Textauszug »
==================================================

Der Bundesrat will am Mittwoch schweizweite verschärfte Massnahmen zur Eindämmung von Corona-Neuinfektionen beschliessen. Experten zweifeln bereits, ob das Regelpaket ausreicht, darunter verschärfte Maskenpflicht, Beschränkung von öffentlichen Versammlungen auf 50 Personen, Schliessung von Restaurants um 22 Uhr sowie weitere Massnahmen. Wird die Schweiz nicht umhinkommen, auch nächtliche Ausgangssperren und strikte Reisebeschränkungen auszurufen?
Der «SonntagsZeitung» sagt Nicola Low, Mitglied der wissenschaftlichen Taskforce des Bundes und Epidemiologin an der Universität Bern: «Die vorgeschlagenen Massnahmen könnten bereits nicht mehr ausreichen.» In der aktuellen Situation zähle jeder Tag, und «mit jedem Tag Zuwarten wird es schwieriger, die zurzeit hohe Anzahl von Infektionen zu bremsen».
Die gleichen Bedenken äusserte zuvor ihr Taskforce-Kollege Christian Althaus, ebenfalls Epidemiologe an der Uni Bern. Die von Bund und Kantonen ergriffenen Massnahmen würden der Entwicklung der Infektionsausbreitung hinterherlaufen. «Es braucht mindestens zwei Wochen bis die Wirkung einer Massnahme ersichtlich ist. Was soll dieses sinnlose Zuwarten?», schrieb Althaus auf Twitter.

==================================================

Erfasste Angaben »

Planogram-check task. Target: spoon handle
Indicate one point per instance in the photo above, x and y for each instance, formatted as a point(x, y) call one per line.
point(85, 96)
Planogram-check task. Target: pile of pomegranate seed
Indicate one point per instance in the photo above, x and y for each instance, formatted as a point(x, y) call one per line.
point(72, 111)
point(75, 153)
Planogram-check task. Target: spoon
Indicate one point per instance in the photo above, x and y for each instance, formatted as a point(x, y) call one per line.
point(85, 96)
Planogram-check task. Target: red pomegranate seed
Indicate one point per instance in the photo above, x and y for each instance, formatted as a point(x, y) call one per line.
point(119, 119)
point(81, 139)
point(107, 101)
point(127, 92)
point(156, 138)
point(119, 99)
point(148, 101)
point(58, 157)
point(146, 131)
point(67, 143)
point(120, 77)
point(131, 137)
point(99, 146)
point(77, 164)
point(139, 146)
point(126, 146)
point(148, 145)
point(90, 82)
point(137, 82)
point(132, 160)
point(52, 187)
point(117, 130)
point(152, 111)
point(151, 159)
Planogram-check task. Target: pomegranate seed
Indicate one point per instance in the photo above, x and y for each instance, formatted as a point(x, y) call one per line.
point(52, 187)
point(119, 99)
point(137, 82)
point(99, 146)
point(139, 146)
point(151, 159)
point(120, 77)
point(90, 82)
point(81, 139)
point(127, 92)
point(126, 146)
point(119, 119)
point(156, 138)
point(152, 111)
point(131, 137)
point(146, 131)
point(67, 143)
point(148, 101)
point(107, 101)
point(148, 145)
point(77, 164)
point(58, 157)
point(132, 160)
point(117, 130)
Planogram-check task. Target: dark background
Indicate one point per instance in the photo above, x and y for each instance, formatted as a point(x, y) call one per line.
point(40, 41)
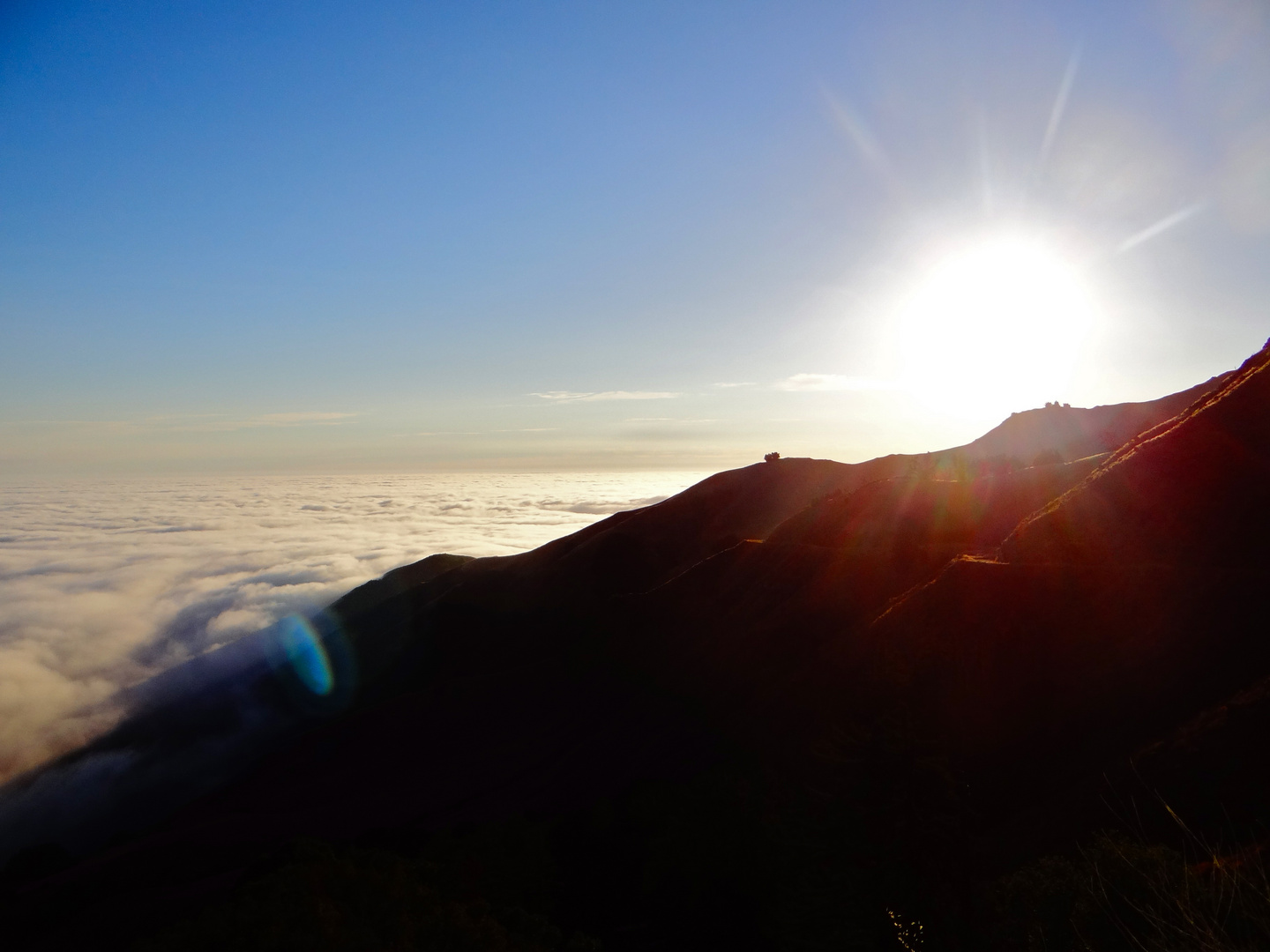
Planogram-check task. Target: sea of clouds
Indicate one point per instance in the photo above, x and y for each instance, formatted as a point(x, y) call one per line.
point(104, 584)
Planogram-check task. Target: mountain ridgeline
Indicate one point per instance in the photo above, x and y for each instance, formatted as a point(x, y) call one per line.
point(990, 697)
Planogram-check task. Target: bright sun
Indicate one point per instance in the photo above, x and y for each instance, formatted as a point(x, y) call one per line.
point(995, 326)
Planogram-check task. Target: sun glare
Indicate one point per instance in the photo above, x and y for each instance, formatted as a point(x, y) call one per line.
point(995, 326)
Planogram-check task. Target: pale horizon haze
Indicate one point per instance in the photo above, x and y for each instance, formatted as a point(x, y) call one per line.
point(562, 236)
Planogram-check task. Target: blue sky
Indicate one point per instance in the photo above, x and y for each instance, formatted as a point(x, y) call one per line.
point(335, 236)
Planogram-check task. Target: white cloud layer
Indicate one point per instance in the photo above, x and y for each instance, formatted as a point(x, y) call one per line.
point(832, 381)
point(107, 583)
point(568, 397)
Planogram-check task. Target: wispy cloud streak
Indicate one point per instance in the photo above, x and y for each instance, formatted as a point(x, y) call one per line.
point(1160, 227)
point(568, 397)
point(1056, 115)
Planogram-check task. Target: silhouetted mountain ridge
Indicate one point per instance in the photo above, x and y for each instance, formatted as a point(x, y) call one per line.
point(931, 666)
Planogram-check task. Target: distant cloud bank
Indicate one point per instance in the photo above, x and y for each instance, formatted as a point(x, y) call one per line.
point(832, 381)
point(107, 583)
point(568, 397)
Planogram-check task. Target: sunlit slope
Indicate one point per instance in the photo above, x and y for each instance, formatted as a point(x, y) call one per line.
point(1127, 605)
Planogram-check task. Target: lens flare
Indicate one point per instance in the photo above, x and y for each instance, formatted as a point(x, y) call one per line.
point(306, 655)
point(995, 326)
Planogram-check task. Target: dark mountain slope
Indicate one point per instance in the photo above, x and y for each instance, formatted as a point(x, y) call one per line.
point(1128, 605)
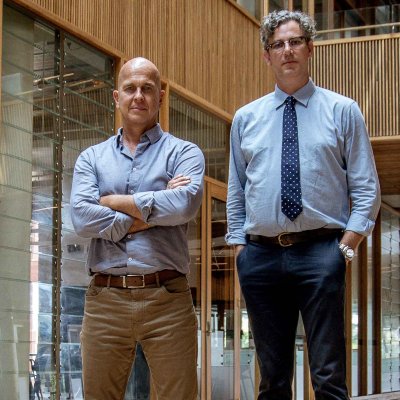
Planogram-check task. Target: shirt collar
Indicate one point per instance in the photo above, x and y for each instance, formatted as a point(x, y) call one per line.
point(302, 96)
point(152, 135)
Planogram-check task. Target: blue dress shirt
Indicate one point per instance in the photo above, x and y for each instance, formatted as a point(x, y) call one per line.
point(110, 168)
point(336, 165)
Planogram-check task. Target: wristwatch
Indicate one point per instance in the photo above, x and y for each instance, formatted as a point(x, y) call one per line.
point(347, 251)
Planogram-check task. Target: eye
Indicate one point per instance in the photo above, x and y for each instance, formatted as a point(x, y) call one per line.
point(277, 45)
point(295, 42)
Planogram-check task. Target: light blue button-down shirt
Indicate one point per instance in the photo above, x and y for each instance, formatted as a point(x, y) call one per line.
point(110, 168)
point(336, 164)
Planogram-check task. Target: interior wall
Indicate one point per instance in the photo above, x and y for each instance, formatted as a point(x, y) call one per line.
point(209, 47)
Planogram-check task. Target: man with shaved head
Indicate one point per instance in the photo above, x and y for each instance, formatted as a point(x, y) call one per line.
point(133, 196)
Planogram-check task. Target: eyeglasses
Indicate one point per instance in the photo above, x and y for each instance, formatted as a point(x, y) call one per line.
point(294, 43)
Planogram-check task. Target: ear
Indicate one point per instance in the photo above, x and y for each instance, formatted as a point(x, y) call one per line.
point(310, 45)
point(267, 57)
point(116, 98)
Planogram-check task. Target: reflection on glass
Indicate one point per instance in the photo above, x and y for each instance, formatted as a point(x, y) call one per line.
point(247, 356)
point(390, 301)
point(194, 278)
point(341, 15)
point(222, 307)
point(254, 7)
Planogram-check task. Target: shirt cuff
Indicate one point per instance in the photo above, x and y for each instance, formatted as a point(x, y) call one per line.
point(235, 239)
point(360, 224)
point(144, 201)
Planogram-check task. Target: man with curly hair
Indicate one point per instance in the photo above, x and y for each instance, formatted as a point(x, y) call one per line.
point(299, 157)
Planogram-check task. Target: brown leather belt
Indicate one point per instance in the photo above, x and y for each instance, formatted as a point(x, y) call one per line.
point(135, 281)
point(286, 239)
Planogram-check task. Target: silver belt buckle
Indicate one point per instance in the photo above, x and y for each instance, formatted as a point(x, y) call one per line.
point(280, 239)
point(132, 287)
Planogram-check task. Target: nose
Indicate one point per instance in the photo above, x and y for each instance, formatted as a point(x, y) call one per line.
point(138, 94)
point(287, 47)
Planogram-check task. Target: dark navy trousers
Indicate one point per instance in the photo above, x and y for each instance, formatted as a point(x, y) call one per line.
point(278, 283)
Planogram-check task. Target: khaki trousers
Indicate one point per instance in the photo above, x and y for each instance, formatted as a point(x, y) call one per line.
point(161, 318)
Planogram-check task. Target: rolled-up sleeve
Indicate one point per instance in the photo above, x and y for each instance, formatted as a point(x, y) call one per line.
point(236, 205)
point(363, 182)
point(172, 207)
point(89, 218)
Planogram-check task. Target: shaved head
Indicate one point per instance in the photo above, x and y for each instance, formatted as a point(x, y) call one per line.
point(140, 64)
point(139, 96)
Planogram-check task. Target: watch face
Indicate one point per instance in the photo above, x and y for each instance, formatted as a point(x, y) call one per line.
point(349, 253)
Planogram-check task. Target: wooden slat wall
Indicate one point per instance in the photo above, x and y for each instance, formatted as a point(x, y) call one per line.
point(366, 70)
point(208, 47)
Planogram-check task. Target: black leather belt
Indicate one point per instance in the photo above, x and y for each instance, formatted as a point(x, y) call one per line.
point(286, 239)
point(135, 281)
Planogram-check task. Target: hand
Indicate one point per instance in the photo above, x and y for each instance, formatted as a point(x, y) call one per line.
point(238, 249)
point(138, 226)
point(177, 181)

==================================================

Arbeitsauftrag A » Auf wie viele Personen sollen öffentliche Versammlungen laut dem Textauszug zu den Corona-Massnahmen des Bundesrats beschränkt werden?
Arbeitsauftrag B » Setze den Textauszug über die Corona-Massnahmen des Bundesrats im Anschluss an seinen letzten Satz fort.

Schriftliche Antwort A » Auf 50 Personen.

Schriftliche Antwort B »
Die Schweiz ist nicht China, aber ...
Doch welche Massnahmen verbleiben dem Bundesrat oder den Kantonen? Wie haben andere Länder die Ausbreitung des Virus wirksam bekämpft? China, das der erste von Covid-19 betroffene Schauplatz war, hatte schnell alle Weichen gestellt, um das neuartige Lungenfieber in den Griff zu bekommen. Ein zentralisiertes System bekämpfte die Epidemie. Auf Schweizer Verhältnisse angewendet hätte das Grenzschliessungen, interkantonale Reisebeschränkungen und strikte lokale Lockdowns bedeutet.
Haben sich die Rahmenbedingungen inzwischen geändert? Wird die Schweiz nicht verhindern können, ähnlich radikale Massnahmen ergreifen zu müssen? In der Schweiz herrschen noch immer vergleichsweise lockere Massnahmen im Vergleich zu anderen europäischen Ländern.
Die «Schnelligkeit der Reaktion Chinas war der entscheidende Faktor», sagte Gregory Poland, Direktor der Impfstoff-Forschergruppe an der renommierten Mayo-Klinik in Rochester, USA, dem auf Infektionskrankheiten spezialisierten Journal «The Lancet». Die Chinesen hätten «sehr schnell gehandelt, um die Übertragung zu stoppen. Andere Länder, obwohl sie viel länger Zeit hatten, sich auf die Ankunft des Virus vorzubereiten, verzögerten ihre Reaktion, und das bedeutete, dass sie die Kontrolle verloren.»
Was, wenn Zahl der Neuinfektionen nicht sinkt?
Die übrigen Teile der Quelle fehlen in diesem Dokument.